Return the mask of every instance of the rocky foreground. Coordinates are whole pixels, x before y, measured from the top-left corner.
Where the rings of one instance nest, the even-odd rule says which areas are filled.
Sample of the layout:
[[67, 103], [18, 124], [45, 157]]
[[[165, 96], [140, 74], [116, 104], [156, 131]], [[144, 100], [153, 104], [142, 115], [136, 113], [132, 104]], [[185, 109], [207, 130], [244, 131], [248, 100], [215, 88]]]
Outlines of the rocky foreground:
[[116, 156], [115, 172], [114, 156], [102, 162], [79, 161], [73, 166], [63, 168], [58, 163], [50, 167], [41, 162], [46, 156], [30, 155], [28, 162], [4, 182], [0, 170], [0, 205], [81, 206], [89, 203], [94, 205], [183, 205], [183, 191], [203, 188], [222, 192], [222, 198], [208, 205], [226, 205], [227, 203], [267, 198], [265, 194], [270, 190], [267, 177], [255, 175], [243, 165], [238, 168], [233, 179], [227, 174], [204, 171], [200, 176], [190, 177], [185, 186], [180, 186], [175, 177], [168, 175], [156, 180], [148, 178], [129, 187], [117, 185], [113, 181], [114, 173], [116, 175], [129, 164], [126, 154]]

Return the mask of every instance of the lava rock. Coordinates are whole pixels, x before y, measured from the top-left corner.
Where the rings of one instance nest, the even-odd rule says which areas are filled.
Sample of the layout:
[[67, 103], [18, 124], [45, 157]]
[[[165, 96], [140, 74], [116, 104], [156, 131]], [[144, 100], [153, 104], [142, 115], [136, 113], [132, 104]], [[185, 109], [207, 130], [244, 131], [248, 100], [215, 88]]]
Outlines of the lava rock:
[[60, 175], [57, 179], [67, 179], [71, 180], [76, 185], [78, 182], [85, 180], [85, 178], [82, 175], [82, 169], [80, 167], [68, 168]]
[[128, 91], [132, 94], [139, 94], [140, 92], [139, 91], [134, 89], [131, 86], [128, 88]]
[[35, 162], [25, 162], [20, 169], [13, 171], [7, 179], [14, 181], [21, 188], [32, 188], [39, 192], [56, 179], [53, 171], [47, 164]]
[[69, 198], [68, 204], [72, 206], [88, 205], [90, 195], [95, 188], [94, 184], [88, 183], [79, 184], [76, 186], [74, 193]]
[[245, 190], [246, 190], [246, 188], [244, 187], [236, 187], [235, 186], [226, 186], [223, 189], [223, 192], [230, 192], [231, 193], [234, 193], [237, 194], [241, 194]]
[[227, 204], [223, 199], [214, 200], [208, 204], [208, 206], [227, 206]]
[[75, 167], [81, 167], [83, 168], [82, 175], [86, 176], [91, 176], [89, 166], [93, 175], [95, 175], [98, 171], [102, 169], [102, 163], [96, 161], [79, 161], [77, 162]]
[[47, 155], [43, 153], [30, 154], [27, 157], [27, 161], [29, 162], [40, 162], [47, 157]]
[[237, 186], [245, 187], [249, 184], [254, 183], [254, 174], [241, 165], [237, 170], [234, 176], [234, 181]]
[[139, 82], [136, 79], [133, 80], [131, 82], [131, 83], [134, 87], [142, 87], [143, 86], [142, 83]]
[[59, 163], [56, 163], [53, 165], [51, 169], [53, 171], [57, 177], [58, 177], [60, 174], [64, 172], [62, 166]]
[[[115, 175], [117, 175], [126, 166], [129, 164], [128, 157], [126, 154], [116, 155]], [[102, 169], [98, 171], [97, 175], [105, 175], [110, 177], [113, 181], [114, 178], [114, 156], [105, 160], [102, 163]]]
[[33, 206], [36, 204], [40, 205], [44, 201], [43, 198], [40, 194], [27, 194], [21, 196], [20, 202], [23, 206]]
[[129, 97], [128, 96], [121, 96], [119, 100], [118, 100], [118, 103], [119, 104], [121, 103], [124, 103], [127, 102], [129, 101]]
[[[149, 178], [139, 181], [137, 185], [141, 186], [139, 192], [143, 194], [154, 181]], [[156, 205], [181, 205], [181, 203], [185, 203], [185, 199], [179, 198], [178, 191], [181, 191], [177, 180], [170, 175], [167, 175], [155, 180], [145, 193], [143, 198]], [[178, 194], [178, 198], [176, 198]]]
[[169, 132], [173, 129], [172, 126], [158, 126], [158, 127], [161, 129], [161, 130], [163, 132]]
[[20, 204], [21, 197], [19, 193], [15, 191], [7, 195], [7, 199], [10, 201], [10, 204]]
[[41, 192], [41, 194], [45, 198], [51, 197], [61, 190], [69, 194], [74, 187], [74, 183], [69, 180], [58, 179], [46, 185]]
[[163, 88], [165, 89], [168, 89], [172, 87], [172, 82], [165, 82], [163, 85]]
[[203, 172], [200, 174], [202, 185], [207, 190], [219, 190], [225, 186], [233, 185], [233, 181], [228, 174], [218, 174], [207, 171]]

====================

* **Exercise aim**
Count the lines of the records above that contain the string "Return", matching case exactly. Reply with the number alone.

* **The solution**
2